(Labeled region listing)
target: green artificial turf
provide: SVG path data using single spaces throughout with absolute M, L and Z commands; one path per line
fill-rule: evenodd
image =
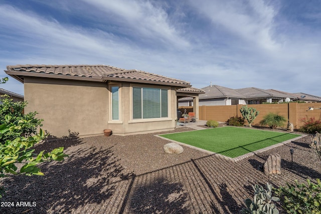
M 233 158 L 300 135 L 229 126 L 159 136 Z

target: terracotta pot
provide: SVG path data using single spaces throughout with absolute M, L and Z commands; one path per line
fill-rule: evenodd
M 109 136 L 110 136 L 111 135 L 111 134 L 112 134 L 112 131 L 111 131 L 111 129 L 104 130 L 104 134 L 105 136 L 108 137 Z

--

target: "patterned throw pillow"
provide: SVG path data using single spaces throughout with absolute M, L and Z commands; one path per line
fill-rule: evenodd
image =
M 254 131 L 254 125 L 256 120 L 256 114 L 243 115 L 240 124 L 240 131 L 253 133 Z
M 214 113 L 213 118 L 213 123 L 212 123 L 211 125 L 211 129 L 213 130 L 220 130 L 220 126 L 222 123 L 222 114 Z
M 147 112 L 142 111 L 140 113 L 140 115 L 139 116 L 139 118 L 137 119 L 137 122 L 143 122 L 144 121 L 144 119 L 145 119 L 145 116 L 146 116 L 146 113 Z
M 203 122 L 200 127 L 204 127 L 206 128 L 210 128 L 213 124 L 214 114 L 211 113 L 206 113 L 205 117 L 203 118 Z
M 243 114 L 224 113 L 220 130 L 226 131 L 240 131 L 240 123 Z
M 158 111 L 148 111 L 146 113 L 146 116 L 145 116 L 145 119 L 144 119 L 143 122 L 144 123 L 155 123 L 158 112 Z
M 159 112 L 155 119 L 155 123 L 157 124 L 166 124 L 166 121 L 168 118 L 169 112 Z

- [WHAT YOU SHOULD DO]
Can you put the listing lines into a Markdown table with the columns "Row" and "Line," starting with the line containing "target: green artificial turf" and going on through the line containing "M 233 158 L 300 135 L 229 126 L 159 136 Z"? Leave out blank lines and the picture.

- [WRITTEN REPLY]
| Row | Line |
|---|---|
| 1 | target: green artificial turf |
| 2 | provide: SVG path data using single spaces throughout with absolute M, L and Z commands; one path per line |
| 3 | fill-rule: evenodd |
| 4 | image = |
| 5 | M 233 158 L 300 135 L 229 126 L 159 136 Z |